== DATASET CONTENT ==
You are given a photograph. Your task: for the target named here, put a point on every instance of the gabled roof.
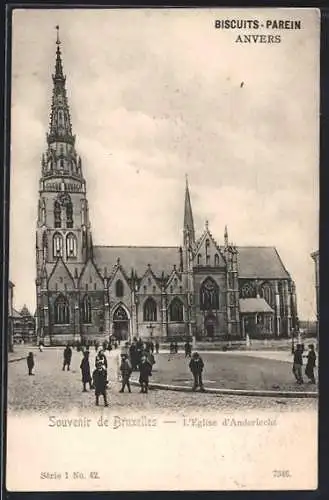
(16, 314)
(254, 305)
(260, 262)
(138, 258)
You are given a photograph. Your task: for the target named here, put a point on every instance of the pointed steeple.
(188, 217)
(60, 129)
(226, 236)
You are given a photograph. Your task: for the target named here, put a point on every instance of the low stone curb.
(234, 392)
(16, 359)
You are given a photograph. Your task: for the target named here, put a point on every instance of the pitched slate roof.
(16, 314)
(161, 259)
(260, 262)
(253, 262)
(254, 305)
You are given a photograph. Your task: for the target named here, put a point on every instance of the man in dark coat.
(67, 357)
(145, 371)
(85, 371)
(126, 370)
(196, 366)
(188, 349)
(101, 358)
(310, 365)
(100, 382)
(298, 364)
(30, 362)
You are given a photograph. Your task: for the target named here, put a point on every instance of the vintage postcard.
(163, 313)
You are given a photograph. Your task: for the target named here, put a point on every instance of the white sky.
(154, 95)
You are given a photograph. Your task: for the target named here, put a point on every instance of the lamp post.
(292, 340)
(151, 328)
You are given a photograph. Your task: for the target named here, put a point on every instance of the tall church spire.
(61, 159)
(188, 216)
(60, 128)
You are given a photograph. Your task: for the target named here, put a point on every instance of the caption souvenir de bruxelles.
(117, 422)
(272, 25)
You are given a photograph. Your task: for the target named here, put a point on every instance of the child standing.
(30, 362)
(100, 382)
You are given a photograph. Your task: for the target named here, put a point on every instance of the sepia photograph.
(164, 249)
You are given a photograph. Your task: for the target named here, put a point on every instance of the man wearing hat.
(196, 366)
(126, 370)
(100, 382)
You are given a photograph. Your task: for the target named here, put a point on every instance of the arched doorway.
(210, 324)
(120, 323)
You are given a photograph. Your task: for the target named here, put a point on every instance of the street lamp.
(151, 328)
(292, 340)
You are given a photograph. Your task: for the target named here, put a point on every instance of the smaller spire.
(226, 236)
(58, 42)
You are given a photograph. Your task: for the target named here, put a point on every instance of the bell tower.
(63, 232)
(63, 226)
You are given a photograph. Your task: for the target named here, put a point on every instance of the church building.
(201, 288)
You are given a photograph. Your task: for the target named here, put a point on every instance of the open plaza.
(51, 388)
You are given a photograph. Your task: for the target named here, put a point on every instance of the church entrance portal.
(120, 324)
(210, 324)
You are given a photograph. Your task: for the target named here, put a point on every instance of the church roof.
(253, 262)
(16, 314)
(260, 262)
(254, 305)
(161, 259)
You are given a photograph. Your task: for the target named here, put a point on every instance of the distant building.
(23, 326)
(10, 315)
(316, 257)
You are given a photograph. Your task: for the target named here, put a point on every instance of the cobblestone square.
(53, 389)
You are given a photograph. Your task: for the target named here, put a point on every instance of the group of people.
(134, 356)
(138, 355)
(298, 363)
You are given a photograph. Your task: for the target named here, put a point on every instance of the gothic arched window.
(209, 295)
(57, 245)
(45, 246)
(69, 214)
(86, 309)
(119, 288)
(176, 310)
(71, 245)
(62, 312)
(248, 290)
(267, 293)
(150, 310)
(57, 214)
(120, 314)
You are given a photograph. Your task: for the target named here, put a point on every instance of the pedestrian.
(126, 370)
(310, 365)
(100, 382)
(101, 358)
(30, 362)
(298, 364)
(157, 347)
(145, 371)
(196, 366)
(85, 371)
(188, 349)
(67, 357)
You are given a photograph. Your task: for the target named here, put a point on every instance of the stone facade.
(87, 292)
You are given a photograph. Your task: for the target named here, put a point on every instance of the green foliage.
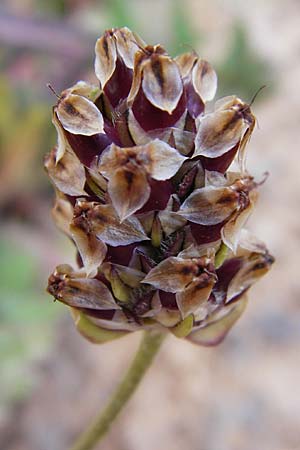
(242, 70)
(26, 319)
(183, 37)
(120, 14)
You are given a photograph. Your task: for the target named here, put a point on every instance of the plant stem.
(149, 346)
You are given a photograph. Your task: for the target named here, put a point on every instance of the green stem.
(149, 346)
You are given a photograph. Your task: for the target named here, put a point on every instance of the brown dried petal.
(91, 249)
(214, 331)
(162, 84)
(254, 267)
(204, 80)
(61, 140)
(231, 230)
(68, 174)
(83, 293)
(173, 274)
(160, 160)
(128, 43)
(106, 57)
(209, 205)
(219, 132)
(107, 227)
(78, 115)
(129, 190)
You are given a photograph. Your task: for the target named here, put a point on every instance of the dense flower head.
(144, 190)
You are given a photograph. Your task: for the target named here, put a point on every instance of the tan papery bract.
(78, 115)
(67, 174)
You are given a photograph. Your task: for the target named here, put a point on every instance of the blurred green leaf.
(242, 71)
(120, 14)
(184, 37)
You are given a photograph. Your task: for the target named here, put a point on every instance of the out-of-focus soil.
(244, 394)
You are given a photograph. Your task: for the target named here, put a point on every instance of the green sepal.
(221, 255)
(183, 328)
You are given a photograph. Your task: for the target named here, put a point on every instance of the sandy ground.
(244, 394)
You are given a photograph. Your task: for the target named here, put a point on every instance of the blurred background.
(242, 395)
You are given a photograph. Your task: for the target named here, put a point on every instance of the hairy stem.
(149, 346)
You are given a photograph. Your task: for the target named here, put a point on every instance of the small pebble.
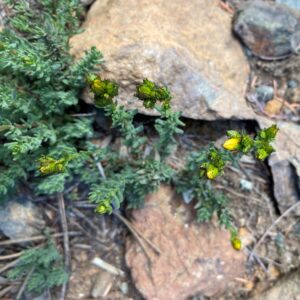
(124, 288)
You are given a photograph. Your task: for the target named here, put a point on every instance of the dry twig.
(37, 238)
(267, 232)
(64, 225)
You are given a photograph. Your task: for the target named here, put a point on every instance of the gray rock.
(264, 93)
(295, 4)
(270, 30)
(199, 60)
(20, 219)
(102, 285)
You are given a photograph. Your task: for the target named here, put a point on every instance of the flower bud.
(212, 172)
(104, 207)
(232, 144)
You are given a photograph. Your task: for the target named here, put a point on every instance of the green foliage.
(167, 126)
(104, 90)
(109, 194)
(123, 120)
(39, 84)
(192, 186)
(43, 266)
(45, 142)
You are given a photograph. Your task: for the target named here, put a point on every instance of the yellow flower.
(49, 165)
(236, 243)
(96, 85)
(212, 172)
(104, 207)
(232, 144)
(101, 209)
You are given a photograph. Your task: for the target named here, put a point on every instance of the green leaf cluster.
(40, 84)
(43, 266)
(151, 93)
(261, 144)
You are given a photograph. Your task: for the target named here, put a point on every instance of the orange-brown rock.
(194, 257)
(177, 43)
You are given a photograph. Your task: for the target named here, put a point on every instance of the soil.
(253, 211)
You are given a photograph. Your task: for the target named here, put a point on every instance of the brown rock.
(273, 107)
(269, 30)
(287, 288)
(285, 184)
(194, 257)
(287, 143)
(173, 42)
(102, 285)
(20, 219)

== WHAT YOU ARE ASKED TO DO ==
Print the lines from the one that contains "the sandy ground." through the last line of the data, exactly and in full, and no other lines. Pictures are not part of the copy.

== RESULT OF THIS TASK ==
You are given a photograph. Your task: for the target named here, put a point on every instance of the sandy ground.
(244, 394)
You are given a photograph. Your task: for the target named here, put a point on every instance of the blurred background.
(242, 395)
You are given a photograph. Your task: for the target named here, put a point on every instance of the hairy stem.
(149, 346)
You are given a photograph. Your task: for the target named here, put a point on every instance of the small pebble.
(124, 288)
You are given a photograph. Your task: for the target named here, put a point on every instance of the dry twig.
(37, 238)
(267, 232)
(64, 225)
You are given a photograph. Your task: for the target named here, put a point on every instance of the gray rock.
(264, 93)
(295, 4)
(270, 30)
(199, 60)
(20, 219)
(102, 285)
You are given a photograph. Your task: for the target named here, put a point on every instance of the flower bud.
(212, 172)
(104, 207)
(232, 144)
You are given a photograph. Your task: for the target named here, put a point on every instance of the green foliage.
(167, 126)
(104, 90)
(109, 194)
(123, 120)
(39, 84)
(192, 186)
(43, 266)
(45, 142)
You are given a photograph. Your task: for the target named here, put a point on every instance of the yellow flower.
(49, 165)
(236, 243)
(96, 85)
(212, 172)
(104, 207)
(232, 144)
(101, 209)
You are given a photograph. Your task: for the target named here, put a point on every instance of the green leaf cluster.
(40, 84)
(43, 266)
(151, 93)
(261, 144)
You are given a photograph. Your task: for the target named here, put a point on every instance of the orange-brown rock.
(194, 257)
(177, 43)
You are given a photograph. Your task: for the target named here, put a point on every instance of the soil.
(253, 211)
You are given a photograph. Your task: for the target named here, put a point on every instance of the brown rock.
(273, 107)
(269, 30)
(287, 288)
(285, 184)
(194, 257)
(287, 143)
(173, 42)
(102, 285)
(20, 219)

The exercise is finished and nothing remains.